[Object position labeling records]
------------------------
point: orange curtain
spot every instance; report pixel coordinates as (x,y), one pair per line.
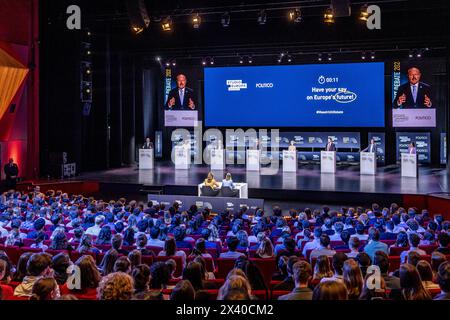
(12,75)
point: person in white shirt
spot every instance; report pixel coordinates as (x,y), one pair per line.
(314,244)
(153,241)
(414,241)
(95,229)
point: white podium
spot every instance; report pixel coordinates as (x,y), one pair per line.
(409,165)
(241,187)
(217,159)
(289,161)
(253,160)
(328,161)
(368,163)
(182,158)
(146,159)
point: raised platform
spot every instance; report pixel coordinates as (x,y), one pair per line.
(307,184)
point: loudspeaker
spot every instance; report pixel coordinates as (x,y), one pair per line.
(341,8)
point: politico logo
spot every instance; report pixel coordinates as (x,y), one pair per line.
(236,85)
(264,85)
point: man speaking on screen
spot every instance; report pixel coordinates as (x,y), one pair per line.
(414,93)
(181,97)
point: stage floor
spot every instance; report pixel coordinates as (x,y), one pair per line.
(308,178)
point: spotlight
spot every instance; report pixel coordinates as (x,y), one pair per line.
(262,17)
(167,24)
(225,20)
(196,21)
(363,14)
(328,17)
(137,29)
(295,15)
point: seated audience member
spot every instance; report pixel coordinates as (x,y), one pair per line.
(170,250)
(322,269)
(426,275)
(443,280)
(89,279)
(38,266)
(135,257)
(429,239)
(314,244)
(414,241)
(265,249)
(141,245)
(364,262)
(375,244)
(338,228)
(234,282)
(115,286)
(389,234)
(141,281)
(44,289)
(160,275)
(6,292)
(77,235)
(21,268)
(402,240)
(154,241)
(353,244)
(372,292)
(183,291)
(345,238)
(338,263)
(323,249)
(302,273)
(232,244)
(381,259)
(104,236)
(443,241)
(60,263)
(116,243)
(109,259)
(95,229)
(436,259)
(38,226)
(288,282)
(179,234)
(411,285)
(330,290)
(39,242)
(122,264)
(360,232)
(353,279)
(86,245)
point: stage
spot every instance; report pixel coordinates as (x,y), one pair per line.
(308,184)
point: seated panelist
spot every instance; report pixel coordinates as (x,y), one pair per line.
(228,181)
(211,182)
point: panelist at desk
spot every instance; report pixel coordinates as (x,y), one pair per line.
(238,189)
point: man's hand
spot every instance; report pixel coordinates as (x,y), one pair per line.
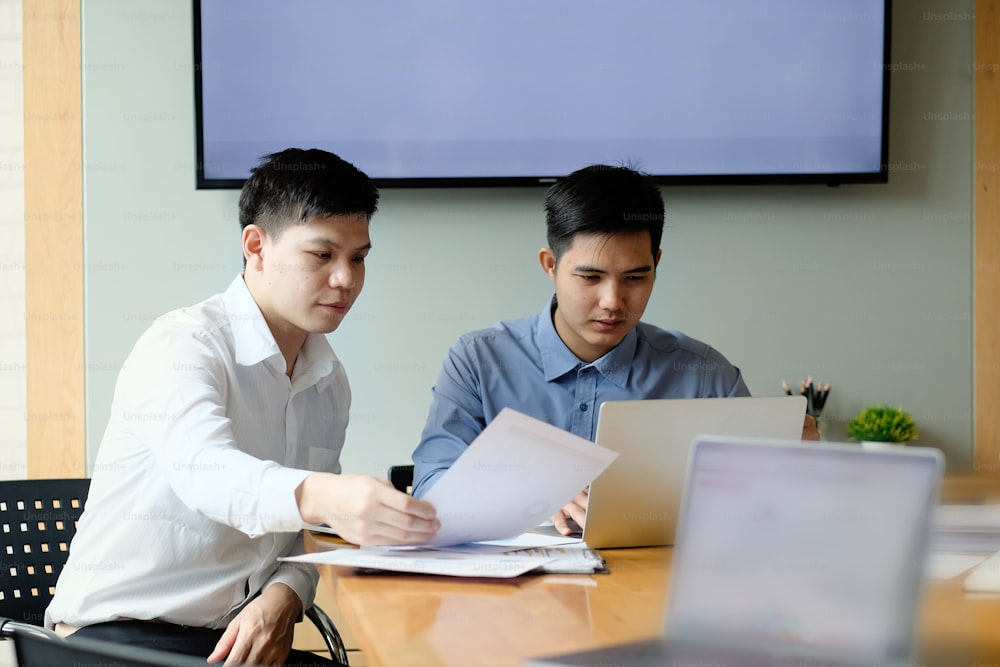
(810,429)
(365,510)
(261,634)
(576,509)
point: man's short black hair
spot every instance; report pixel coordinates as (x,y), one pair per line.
(603,199)
(296,184)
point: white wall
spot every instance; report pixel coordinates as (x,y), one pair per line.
(13,402)
(868,287)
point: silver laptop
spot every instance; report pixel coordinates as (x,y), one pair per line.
(792,553)
(635,502)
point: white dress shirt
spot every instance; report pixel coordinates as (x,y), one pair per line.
(192,499)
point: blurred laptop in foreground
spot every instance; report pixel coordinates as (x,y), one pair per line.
(792,554)
(636,501)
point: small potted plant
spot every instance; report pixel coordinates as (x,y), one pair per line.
(882,424)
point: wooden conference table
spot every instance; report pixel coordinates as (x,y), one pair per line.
(401,620)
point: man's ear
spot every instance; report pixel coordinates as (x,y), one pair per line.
(253,246)
(547,259)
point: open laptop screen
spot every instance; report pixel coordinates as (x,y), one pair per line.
(819,546)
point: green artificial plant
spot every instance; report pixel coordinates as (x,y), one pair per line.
(882,423)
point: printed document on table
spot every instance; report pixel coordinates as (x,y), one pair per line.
(428,562)
(513,476)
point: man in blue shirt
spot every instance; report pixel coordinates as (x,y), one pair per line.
(588,344)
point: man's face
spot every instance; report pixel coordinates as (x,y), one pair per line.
(311,275)
(603,283)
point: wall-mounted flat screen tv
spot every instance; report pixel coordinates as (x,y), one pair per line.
(513,92)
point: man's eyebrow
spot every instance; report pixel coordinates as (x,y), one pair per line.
(322,240)
(583,268)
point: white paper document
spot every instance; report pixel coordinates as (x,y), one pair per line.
(428,562)
(513,476)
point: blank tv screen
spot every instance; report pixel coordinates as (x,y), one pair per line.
(512,92)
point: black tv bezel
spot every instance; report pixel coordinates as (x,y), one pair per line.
(829,179)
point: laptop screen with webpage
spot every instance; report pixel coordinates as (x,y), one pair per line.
(817,546)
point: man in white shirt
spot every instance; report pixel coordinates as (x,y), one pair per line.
(227,424)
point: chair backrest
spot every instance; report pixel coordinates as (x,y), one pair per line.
(401,477)
(35,650)
(37,522)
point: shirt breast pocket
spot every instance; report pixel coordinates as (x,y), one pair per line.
(323,459)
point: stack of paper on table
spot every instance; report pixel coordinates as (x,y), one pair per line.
(963,528)
(514,476)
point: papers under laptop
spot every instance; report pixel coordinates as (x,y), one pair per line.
(635,503)
(792,553)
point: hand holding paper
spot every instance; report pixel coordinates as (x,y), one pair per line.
(515,475)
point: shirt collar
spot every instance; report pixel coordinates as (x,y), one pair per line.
(557,359)
(254,343)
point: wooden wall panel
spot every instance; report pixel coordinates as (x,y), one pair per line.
(53,185)
(987,235)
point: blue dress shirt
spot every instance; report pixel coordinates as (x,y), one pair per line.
(524,365)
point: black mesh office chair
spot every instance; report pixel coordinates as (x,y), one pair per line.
(401,477)
(37,522)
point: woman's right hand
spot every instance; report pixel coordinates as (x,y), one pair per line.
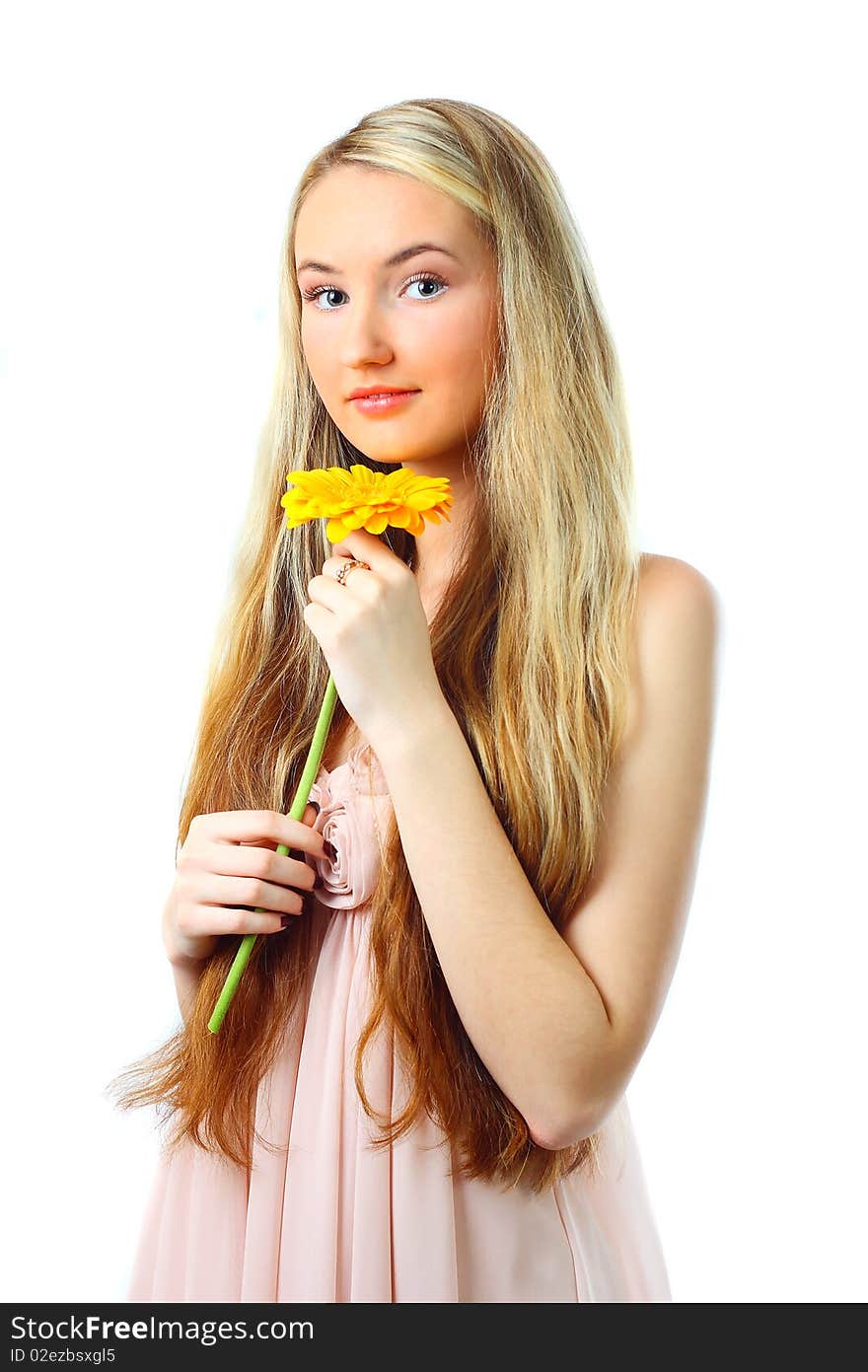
(229,866)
------------------------
▸ **WHAT THE EXERCISE ASKS**:
Copy all of the records above word for word, leaving out the pictures.

▸ **EXPECTED OUTPUT**:
point: orange curtain
spot every instance; report pixel coordinates as (x,y), one pair per line.
(12,75)
point: person in white shirt
spot every instance; report pixel coordinates as (x,y), one pair per line.
(314,244)
(153,241)
(414,241)
(95,229)
point: white podium
spot every instance; report pixel coordinates as (x,y), one pair per line.
(409,165)
(241,187)
(217,159)
(289,161)
(253,160)
(328,161)
(368,163)
(182,158)
(146,159)
point: raised platform
spot every instance; report pixel coordinates as (x,y), one pair per line.
(307,184)
point: loudspeaker
spot every instance; report pixel coordinates as (x,y), one pair per line.
(341,8)
point: politico logo
spot every instance; report pixel coordinates as (x,y), one pair per line.
(236,85)
(264,85)
point: man speaking on screen
spot every instance; report pixel coordinates as (x,y), one pair per line.
(414,93)
(181,97)
point: stage floor
spot every instance; report pixel coordinates as (x,y), one pair per line.
(308,178)
point: spotlight
spot every instance; report pixel coordinates as (x,y), one pair per line.
(262,17)
(167,24)
(225,20)
(196,21)
(363,14)
(328,17)
(137,29)
(295,15)
point: seated audience member
spot every instance; report pixel coordinates as (x,y), one pair per line.
(170,250)
(322,269)
(426,275)
(443,280)
(89,279)
(38,266)
(135,257)
(429,239)
(314,244)
(414,241)
(265,249)
(141,245)
(364,262)
(375,244)
(338,228)
(234,282)
(115,286)
(389,234)
(141,281)
(44,289)
(160,275)
(6,292)
(77,235)
(21,268)
(402,240)
(154,241)
(353,244)
(372,292)
(183,291)
(345,238)
(338,263)
(323,249)
(302,273)
(232,244)
(381,259)
(104,236)
(443,241)
(60,263)
(116,243)
(109,259)
(95,229)
(436,259)
(38,226)
(288,282)
(179,234)
(411,285)
(330,290)
(39,242)
(122,264)
(360,232)
(353,279)
(86,245)
point: stage
spot every instance; report pixel coordinates as (x,y), one pair per line.
(308,184)
point: seated panelist
spot every instance; report pixel coordinates as (x,y), one pair per line.
(228,181)
(211,182)
point: panelist at desk
spot every instance; report pixel coordinates as (x,y), one pair per line.
(238,189)
point: man's hand
spot every instance; report pixel coordinates as (x,y), one pair per line.
(810,429)
(365,510)
(261,634)
(576,509)
point: man's short black hair
spot every instance; report pixel coordinates as (x,y), one pair per line.
(603,199)
(296,184)
point: white wall
spot every instance; report pixel coordinates as (x,y), one pair per line.
(13,402)
(868,287)
point: silver laptop
spot every instance; report pixel coordinates as (x,y), one pair per line.
(792,553)
(635,502)
point: white dress shirt
spot every instance; report pixel coordinates as (x,y), one pair per line.
(192,499)
point: blurred laptop in foreground
spot every instance; report pixel coordinates as (x,y), one pair per line.
(792,554)
(636,501)
point: small potted plant
spot every instance; report pixel coordinates as (x,y), one pair per line.
(882,424)
point: wooden conference table
spot every instance; report pixel coordinates as (x,y), one pair per line.
(401,620)
point: man's ear
spot every instance; report pixel coordinates as (x,y), one pair per line.
(253,246)
(547,259)
point: open laptop screen
spot every instance; report pixel coordinates as (x,y), one pair per line.
(819,546)
point: green artificial plant
spot every instance; report pixel coordinates as (x,y), one pair per line.
(882,423)
point: printed document on table
spot every instance; report pixel coordinates as (x,y), one pair per line.
(428,562)
(513,476)
point: man in blue shirt
spot every instance; report pixel coordinates as (x,y), one pair per line.
(588,344)
point: man's face
spot every instance; report pixel coordinates as (x,y), one pair per line.
(311,275)
(603,283)
point: wall-mounted flat screen tv
spot every instance; report pixel coordinates as (x,y), one pair per line.
(513,92)
point: man's eyebrow
spot every instance; report pixel coordinates as (x,y), one pair per line.
(322,240)
(583,268)
point: white paper document
spot every instance; report pixel coordinates as (x,y), one pair per line.
(428,562)
(513,476)
point: blank tv screen
spot every instance; report pixel coordinates as (x,y), one pair per line.
(512,92)
point: black tv bezel
spot every instance; report pixel coordinates as (x,y), one pair per line.
(829,179)
point: laptop screen with webpage
spot every instance; report pixel coordinates as (x,y), one pair per line.
(817,546)
point: man in white shirt
spot every instance; report pixel coordinates as (x,y), one pair per line.
(227,424)
point: chair backrest
spot every instance; report pixel coordinates as (x,y), one pair per line.
(401,477)
(35,650)
(37,522)
point: shirt breast pocket
spot every instance; report pixel coordinates as (x,y), one pair per line.
(323,459)
point: stack of paper on table
spot every instance; report pixel coordinates as (x,y), one pair per line.
(963,528)
(514,476)
point: papers under laptop
spot every instance; report pixel coordinates as (x,y), one pair per line.
(635,503)
(792,553)
point: hand holding paper
spot every instance; report pixel coordinates as (x,y), one pair per line.
(515,475)
point: shirt collar
spot every instance; report pixel coordinates as (x,y), one pair per line.
(557,359)
(254,343)
point: wooden wall panel
spot every instance; report pixel coordinates as (x,y), one pair per line.
(53,185)
(987,235)
point: blue dress shirt
spot every instance; report pixel coordinates as (x,y), one pair per line.
(524,365)
point: black mesh office chair
spot every instance; report pixel coordinates as (x,y), one pair per line.
(401,477)
(37,522)
point: woman's right hand
spot every instance; report pixel coordinates as (x,y), one pair per line.
(229,866)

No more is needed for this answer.